Information forwarded to guix-patches <at> gnu.org:
bug#54723; Package guix-patches. (Tue, 12 Apr 2022 07:48:01 GMT) Full text and rfc822 format available.

Message #23 received at 54723 <at> debbugs.gnu.org (full text, mbox):

From: Ludovic Courtès <ludo <at> gnu.org>
To: Guillaume Le Vaillant <glv <at> posteo.net>
Cc: 54723 <at> debbugs.gnu.org
Subject: Re: bug#54723: [PATCH] Check URI when verifying narinfo validity.
Date: Tue, 12 Apr 2022 09:47:12 +0200
Hi,

Guillaume Le Vaillant <glv <at> posteo.net> skribis:

> However, looking at the full TCP stream in wireshark I saw that the
> "guix publish" server sends some bad narinfo responses.

WHAT THE EXERCISE ASKS -
Copy the stretch of the narinfo bug message from "Message #23 received" through "bad narinfo responses.".

GIVEN MATERIAL -

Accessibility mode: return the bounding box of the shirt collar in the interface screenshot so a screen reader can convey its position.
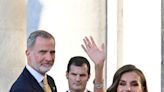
[26,64,44,83]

RESULT OF THE EXERCISE -
Message #23 received at 54723 <at> debbugs.gnu.org (full text, mbox):

From: Ludovic Courtès <ludo <at> gnu.org>
To: Guillaume Le Vaillant <glv <at> posteo.net>
Cc: 54723 <at> debbugs.gnu.org
Subject: Re: bug#54723: [PATCH] Check URI when verifying narinfo validity.
Date: Tue, 12 Apr 2022 09:47:12 +0200
Hi,

Guillaume Le Vaillant <glv <at> posteo.net> skribis:

> However, looking at the full TCP stream in wireshark I saw that the
> "guix publish" server sends some bad narinfo responses.